[Exercise]
Omit the pictures while printing every entry below exactly as given.

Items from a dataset
══════════════════════════════

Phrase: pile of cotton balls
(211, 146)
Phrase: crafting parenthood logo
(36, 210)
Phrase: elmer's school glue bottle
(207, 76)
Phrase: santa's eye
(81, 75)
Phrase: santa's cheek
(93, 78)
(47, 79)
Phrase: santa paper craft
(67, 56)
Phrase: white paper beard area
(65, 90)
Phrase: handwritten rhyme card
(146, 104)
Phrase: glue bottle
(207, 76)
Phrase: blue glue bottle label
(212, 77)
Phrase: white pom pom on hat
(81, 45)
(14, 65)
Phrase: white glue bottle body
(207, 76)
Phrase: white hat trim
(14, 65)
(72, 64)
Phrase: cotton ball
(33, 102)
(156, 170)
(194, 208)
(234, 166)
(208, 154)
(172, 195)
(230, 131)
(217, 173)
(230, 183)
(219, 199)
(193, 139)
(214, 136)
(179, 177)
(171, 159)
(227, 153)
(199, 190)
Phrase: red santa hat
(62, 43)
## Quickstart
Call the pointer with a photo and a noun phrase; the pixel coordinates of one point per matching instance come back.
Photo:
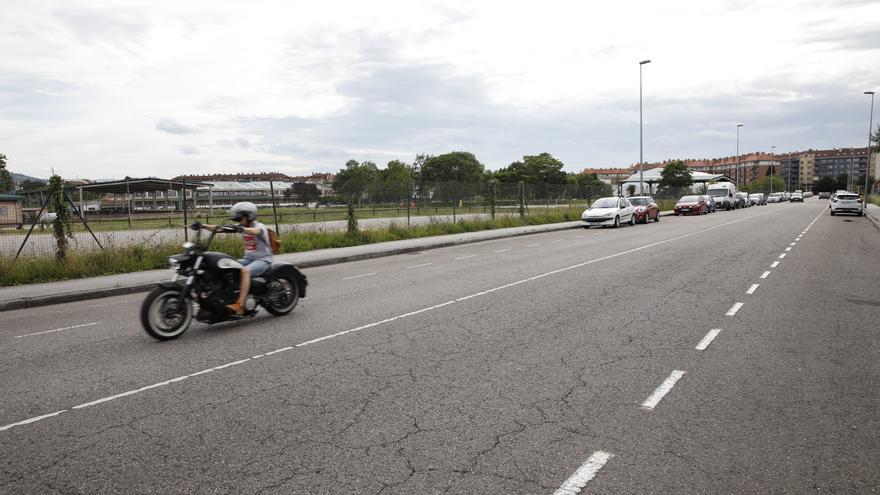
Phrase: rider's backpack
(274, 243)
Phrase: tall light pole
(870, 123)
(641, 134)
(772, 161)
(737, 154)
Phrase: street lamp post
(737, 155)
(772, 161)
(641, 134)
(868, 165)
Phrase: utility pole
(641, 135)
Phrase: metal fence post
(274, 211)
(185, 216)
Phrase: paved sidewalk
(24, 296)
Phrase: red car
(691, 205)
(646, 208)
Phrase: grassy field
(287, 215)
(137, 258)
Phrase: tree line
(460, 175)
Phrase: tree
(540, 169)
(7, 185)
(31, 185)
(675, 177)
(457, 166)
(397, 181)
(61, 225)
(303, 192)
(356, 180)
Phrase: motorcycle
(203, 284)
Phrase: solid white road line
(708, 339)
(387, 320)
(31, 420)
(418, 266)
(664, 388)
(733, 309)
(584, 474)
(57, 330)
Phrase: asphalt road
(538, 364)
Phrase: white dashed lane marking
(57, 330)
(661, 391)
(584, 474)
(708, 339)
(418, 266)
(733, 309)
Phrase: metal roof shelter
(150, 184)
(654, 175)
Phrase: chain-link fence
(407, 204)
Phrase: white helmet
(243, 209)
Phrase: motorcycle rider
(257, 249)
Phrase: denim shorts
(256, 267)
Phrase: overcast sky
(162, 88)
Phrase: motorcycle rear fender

══════════════════════════════

[Solution to this problem]
Phrase: pile of cotton balls
(211, 146)
Phrase: crafting parenthood logo
(36, 210)
Phrase: elmer's school glue bottle
(207, 76)
Phrase: santa's eye
(81, 75)
Phrase: santa's cheek
(93, 78)
(47, 79)
Phrase: santa paper craft
(67, 56)
Phrase: white paper beard area
(65, 90)
Phrase: handwritten rhyme card
(146, 104)
Phrase: glue bottle
(207, 76)
Phrase: blue glue bottle label
(212, 77)
Phrase: white pom pom on hat
(81, 45)
(14, 65)
Phrase: white glue bottle body
(207, 76)
Phrase: white hat trim
(14, 65)
(72, 64)
Phrase: cotton ball
(33, 102)
(156, 170)
(194, 208)
(234, 166)
(208, 154)
(172, 195)
(230, 131)
(217, 173)
(230, 183)
(219, 199)
(193, 139)
(214, 136)
(179, 177)
(171, 159)
(227, 153)
(199, 190)
Phrase: red santa hat
(62, 43)
## Quickstart
Call the pointer with a photo and a noun phrase; the pixel coordinates of one point per matching instance come back.
Photo:
Phrase: rider's backpack
(274, 243)
Phrase: tall light pole
(870, 123)
(641, 134)
(772, 161)
(737, 154)
Phrase: street lamp post
(737, 155)
(772, 161)
(641, 134)
(868, 165)
Phrase: utility pole
(641, 135)
Phrase: metal fence post
(274, 211)
(185, 216)
Phrase: paved sidewalk
(24, 296)
Phrase: red car
(691, 205)
(646, 208)
Phrase: grassy field
(287, 215)
(137, 258)
Phrase: tree line
(460, 175)
Phrase: tree
(540, 169)
(7, 185)
(31, 185)
(675, 177)
(457, 166)
(397, 181)
(61, 225)
(303, 192)
(356, 180)
Phrase: motorcycle
(203, 284)
Phrase: solid white road line
(708, 339)
(387, 320)
(31, 420)
(418, 266)
(664, 388)
(733, 309)
(584, 474)
(57, 330)
Phrase: asphalt road
(538, 364)
Phrase: white dashed lane marking
(57, 330)
(661, 391)
(584, 474)
(708, 339)
(418, 266)
(733, 309)
Phrase: metal roof shelter
(150, 184)
(654, 175)
Phrase: chain-link fence
(407, 204)
Phrase: white helmet
(243, 209)
Phrase: motorcycle rider
(257, 249)
Phrase: denim shorts
(256, 267)
Phrase: overcast sky
(162, 88)
Phrase: motorcycle rear fender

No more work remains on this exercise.